Position identification records

☆ ☆ ☆ ☆ ☆

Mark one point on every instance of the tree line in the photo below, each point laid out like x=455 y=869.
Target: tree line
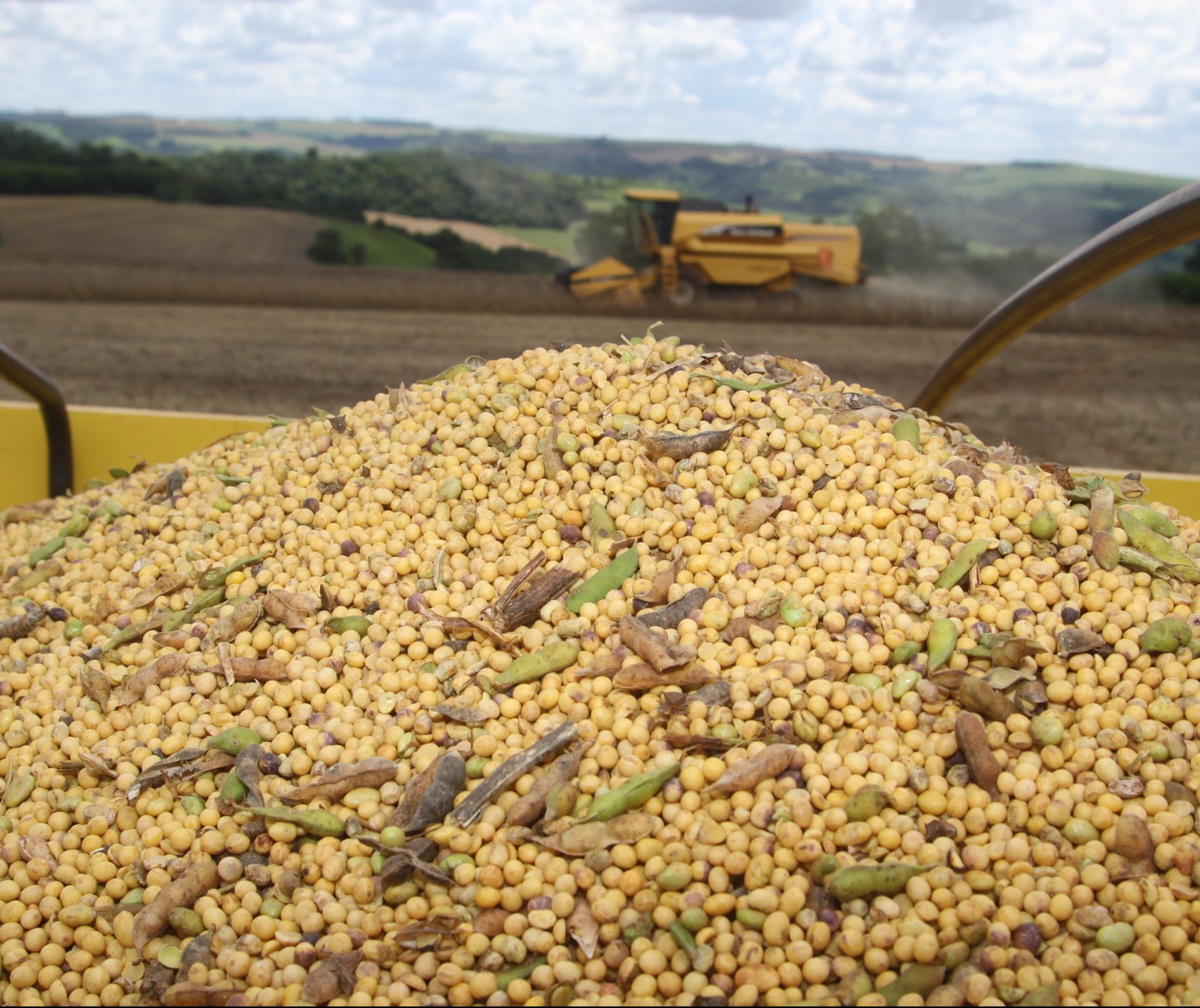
x=421 y=184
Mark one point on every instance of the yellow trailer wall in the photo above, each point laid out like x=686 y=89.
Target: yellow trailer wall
x=103 y=438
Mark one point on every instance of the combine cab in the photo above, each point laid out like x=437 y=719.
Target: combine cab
x=691 y=246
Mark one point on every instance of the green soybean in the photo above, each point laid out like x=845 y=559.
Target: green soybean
x=315 y=821
x=1156 y=521
x=1044 y=526
x=215 y=579
x=521 y=972
x=1149 y=542
x=204 y=600
x=944 y=635
x=754 y=919
x=906 y=429
x=632 y=793
x=186 y=922
x=1167 y=635
x=531 y=668
x=347 y=624
x=919 y=978
x=234 y=739
x=604 y=581
x=599 y=520
x=47 y=550
x=793 y=613
x=233 y=791
x=193 y=804
x=905 y=682
x=20 y=789
x=962 y=563
x=866 y=881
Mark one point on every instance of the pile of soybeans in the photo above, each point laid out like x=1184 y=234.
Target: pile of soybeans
x=634 y=673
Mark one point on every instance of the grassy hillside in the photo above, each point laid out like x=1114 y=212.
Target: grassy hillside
x=1051 y=207
x=89 y=228
x=385 y=248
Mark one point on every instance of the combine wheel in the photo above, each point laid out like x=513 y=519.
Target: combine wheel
x=690 y=287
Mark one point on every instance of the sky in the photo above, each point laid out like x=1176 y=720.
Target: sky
x=1093 y=82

☆ ☆ ☆ ☆ ☆

GOAL OF THE EXERCISE:
Please lay out every line of the data above as a Markdown table with two columns, Row and Line, giving each line a row number. Skip blank lines and leave the pictures out.

EXPECTED ANSWER:
| Row | Line |
|---|---|
| 1 | Mark one point on every instance of the tree line in the photo below, each point laid out like x=455 y=869. |
| 2 | Target: tree line |
| 3 | x=421 y=184 |
| 4 | Mark one point on every instance of the yellow trailer wall in the photo above, each point laid out like x=686 y=89. |
| 5 | Target: yellow trailer wall |
| 6 | x=103 y=438 |
| 7 | Mark one point on every instance of the combine cab in the photo above, each point laid out like x=437 y=719. |
| 8 | Target: combine cab |
| 9 | x=691 y=246 |
| 10 | Mark one point on every instance of the green soybean in the photo above, each point laid out like x=845 y=559. |
| 11 | Target: green soybean |
| 12 | x=315 y=821 |
| 13 | x=1156 y=521 |
| 14 | x=1044 y=526 |
| 15 | x=215 y=579 |
| 16 | x=521 y=972 |
| 17 | x=1149 y=542 |
| 18 | x=204 y=600 |
| 19 | x=944 y=635 |
| 20 | x=754 y=919 |
| 21 | x=906 y=429 |
| 22 | x=632 y=793 |
| 23 | x=186 y=922 |
| 24 | x=1167 y=635 |
| 25 | x=531 y=668 |
| 26 | x=347 y=624 |
| 27 | x=919 y=978 |
| 28 | x=234 y=739 |
| 29 | x=604 y=581 |
| 30 | x=599 y=520 |
| 31 | x=47 y=550 |
| 32 | x=793 y=613 |
| 33 | x=233 y=791 |
| 34 | x=193 y=804 |
| 35 | x=905 y=682 |
| 36 | x=20 y=789 |
| 37 | x=962 y=563 |
| 38 | x=866 y=881 |
| 39 | Mark one point on every instance of the pile of soybeans in the photo above, each point laid out like x=1184 y=234. |
| 40 | Target: pile of soybeans |
| 41 | x=634 y=673 |
| 42 | Mark one point on every instance of the grassy hillside in the photo above, each point laid out like x=1114 y=212. |
| 43 | Target: grassy hillside |
| 44 | x=1051 y=207 |
| 45 | x=89 y=228 |
| 46 | x=385 y=248 |
| 47 | Mark one point on every instance of the combine wheel in the photo above, each point laid out like x=513 y=519. |
| 48 | Target: combine wheel |
| 49 | x=690 y=287 |
| 50 | Mark one point on every instance of the sky in the photo above, each point laid out like x=1176 y=720. |
| 51 | Target: sky |
| 52 | x=1093 y=82 |